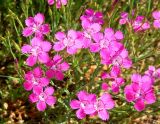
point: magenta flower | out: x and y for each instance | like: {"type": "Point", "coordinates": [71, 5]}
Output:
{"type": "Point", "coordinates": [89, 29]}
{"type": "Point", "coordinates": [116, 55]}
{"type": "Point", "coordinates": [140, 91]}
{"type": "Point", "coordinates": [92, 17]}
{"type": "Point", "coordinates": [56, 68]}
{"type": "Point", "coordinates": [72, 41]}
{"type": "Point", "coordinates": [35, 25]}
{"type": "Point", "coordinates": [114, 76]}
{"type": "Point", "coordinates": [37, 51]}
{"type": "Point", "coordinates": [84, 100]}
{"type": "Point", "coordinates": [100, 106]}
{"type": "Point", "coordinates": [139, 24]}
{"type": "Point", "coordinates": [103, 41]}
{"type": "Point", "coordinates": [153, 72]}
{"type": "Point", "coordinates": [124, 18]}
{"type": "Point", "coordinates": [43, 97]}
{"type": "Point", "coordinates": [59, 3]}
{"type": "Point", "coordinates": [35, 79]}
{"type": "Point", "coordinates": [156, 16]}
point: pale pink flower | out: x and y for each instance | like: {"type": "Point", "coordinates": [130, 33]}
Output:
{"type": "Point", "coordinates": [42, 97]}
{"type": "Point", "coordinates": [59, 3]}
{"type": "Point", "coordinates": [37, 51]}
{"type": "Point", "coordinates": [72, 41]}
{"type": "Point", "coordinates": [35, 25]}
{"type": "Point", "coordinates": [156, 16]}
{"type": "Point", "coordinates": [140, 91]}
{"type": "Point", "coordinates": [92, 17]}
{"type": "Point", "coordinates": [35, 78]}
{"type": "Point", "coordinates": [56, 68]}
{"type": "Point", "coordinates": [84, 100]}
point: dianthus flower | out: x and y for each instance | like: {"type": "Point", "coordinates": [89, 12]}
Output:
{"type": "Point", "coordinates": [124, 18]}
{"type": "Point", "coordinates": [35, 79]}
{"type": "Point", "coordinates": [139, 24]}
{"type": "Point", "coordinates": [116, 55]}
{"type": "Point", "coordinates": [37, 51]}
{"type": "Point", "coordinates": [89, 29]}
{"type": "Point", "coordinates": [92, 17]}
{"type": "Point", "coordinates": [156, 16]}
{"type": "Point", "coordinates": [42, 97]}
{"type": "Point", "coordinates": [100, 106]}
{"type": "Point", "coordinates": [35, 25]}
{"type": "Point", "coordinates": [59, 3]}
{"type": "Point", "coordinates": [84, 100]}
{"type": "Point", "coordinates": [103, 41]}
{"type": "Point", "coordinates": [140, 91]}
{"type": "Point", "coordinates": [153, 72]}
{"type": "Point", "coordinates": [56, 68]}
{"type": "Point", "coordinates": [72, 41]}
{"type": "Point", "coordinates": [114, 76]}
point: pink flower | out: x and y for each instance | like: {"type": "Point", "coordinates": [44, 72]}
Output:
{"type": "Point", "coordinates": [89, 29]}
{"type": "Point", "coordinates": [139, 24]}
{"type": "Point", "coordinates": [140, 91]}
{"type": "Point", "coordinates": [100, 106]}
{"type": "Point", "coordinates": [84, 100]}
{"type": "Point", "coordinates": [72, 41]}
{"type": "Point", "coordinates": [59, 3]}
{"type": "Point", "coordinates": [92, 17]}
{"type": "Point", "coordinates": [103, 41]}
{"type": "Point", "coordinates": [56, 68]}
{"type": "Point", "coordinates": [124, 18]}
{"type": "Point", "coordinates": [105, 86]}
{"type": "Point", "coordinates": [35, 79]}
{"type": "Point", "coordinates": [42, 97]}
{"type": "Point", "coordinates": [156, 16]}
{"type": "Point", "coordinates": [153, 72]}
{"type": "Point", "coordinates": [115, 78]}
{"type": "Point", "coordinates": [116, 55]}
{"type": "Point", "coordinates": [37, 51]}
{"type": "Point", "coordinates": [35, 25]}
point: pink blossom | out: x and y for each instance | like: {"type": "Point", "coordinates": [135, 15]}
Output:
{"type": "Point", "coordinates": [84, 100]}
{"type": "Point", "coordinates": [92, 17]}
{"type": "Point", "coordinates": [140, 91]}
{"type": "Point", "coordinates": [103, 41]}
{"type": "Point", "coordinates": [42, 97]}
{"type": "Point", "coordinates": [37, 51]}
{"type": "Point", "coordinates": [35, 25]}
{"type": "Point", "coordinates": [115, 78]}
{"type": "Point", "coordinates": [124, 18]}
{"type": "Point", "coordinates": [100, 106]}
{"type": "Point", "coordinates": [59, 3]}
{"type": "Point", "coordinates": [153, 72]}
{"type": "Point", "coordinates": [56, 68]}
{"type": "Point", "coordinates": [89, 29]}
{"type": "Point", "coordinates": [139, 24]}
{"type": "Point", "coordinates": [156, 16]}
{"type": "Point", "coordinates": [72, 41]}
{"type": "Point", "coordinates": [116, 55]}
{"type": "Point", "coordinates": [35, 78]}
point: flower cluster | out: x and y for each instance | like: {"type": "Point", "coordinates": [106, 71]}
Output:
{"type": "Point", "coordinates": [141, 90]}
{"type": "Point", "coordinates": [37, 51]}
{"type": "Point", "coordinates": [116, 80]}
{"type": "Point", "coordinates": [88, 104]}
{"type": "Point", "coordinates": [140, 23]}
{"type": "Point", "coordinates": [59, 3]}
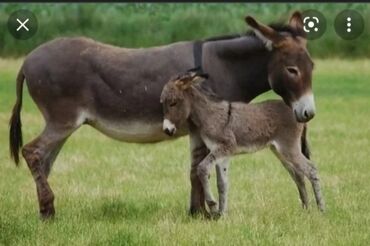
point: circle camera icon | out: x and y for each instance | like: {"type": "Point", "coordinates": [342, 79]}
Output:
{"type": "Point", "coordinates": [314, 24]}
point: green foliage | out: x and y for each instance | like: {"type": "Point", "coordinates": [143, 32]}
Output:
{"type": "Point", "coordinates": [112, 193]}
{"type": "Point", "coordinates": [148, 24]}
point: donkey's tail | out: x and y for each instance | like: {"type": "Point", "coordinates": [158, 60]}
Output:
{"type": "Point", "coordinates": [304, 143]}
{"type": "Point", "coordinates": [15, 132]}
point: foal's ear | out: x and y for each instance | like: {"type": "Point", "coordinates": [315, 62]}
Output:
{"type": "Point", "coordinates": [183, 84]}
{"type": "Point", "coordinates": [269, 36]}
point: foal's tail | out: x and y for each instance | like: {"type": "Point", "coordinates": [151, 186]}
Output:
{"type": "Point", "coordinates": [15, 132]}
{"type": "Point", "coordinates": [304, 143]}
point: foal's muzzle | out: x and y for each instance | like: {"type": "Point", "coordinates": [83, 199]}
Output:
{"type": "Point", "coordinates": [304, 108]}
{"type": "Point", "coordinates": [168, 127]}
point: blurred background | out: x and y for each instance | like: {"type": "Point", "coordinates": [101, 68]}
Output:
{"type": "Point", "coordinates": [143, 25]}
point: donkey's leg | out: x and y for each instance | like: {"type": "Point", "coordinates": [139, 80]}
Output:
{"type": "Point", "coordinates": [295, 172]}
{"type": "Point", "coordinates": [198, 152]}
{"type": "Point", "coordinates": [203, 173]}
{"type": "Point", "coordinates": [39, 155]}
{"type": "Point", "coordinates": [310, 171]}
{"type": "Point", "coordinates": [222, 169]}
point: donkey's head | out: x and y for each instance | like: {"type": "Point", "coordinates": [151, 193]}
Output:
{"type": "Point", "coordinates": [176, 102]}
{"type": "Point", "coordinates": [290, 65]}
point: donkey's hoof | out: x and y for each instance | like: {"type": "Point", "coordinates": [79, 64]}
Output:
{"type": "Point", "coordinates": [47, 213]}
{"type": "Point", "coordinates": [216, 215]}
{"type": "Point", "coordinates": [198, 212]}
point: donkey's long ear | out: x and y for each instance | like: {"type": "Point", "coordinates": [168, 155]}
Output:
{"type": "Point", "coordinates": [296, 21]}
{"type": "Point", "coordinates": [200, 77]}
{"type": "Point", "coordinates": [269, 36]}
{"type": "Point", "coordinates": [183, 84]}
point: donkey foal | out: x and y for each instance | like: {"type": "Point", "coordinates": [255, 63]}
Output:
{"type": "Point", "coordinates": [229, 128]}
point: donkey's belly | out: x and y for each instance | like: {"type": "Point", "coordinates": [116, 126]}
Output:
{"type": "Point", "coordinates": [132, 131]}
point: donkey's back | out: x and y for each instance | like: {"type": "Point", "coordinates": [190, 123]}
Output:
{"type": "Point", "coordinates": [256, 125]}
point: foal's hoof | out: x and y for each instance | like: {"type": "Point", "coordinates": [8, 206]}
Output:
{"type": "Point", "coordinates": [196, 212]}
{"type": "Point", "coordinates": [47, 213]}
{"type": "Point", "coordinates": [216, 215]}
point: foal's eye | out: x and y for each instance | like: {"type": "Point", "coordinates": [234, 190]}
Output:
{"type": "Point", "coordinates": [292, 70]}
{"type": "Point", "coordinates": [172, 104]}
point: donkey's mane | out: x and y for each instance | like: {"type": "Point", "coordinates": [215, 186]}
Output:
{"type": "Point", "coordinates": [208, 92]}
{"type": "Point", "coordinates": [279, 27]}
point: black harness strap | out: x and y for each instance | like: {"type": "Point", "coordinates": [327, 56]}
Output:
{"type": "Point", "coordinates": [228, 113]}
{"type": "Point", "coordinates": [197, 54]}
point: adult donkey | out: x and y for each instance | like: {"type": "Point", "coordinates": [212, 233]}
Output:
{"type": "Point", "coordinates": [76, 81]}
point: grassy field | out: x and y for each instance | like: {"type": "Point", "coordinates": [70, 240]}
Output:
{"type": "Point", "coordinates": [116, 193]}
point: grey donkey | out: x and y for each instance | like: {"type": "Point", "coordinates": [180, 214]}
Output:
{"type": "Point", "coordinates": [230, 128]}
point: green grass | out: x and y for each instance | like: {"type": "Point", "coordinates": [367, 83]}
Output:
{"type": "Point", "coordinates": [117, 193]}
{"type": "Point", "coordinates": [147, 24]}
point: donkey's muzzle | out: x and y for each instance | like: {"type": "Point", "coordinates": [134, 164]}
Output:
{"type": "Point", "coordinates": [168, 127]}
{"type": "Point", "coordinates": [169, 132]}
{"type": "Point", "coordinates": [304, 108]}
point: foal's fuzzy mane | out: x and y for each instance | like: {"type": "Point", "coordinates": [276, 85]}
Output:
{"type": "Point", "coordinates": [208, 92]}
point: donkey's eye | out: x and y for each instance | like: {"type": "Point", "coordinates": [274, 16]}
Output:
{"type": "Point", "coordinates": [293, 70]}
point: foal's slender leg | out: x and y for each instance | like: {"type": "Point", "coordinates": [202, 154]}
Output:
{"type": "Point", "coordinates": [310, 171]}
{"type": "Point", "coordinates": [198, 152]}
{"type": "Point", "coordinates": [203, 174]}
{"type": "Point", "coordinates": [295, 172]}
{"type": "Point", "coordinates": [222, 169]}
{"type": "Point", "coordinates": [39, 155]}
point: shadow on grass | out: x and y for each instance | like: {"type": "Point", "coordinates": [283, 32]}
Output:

> _Exercise description_: Scan the records above for the word "mane" and return every line where it occurs.

> _Answer area_:
point: donkey's mane | out: x and y for each instance | like: {"type": "Point", "coordinates": [215, 186]}
point: foal's fuzzy mane | out: x and y for each instance | like: {"type": "Point", "coordinates": [276, 85]}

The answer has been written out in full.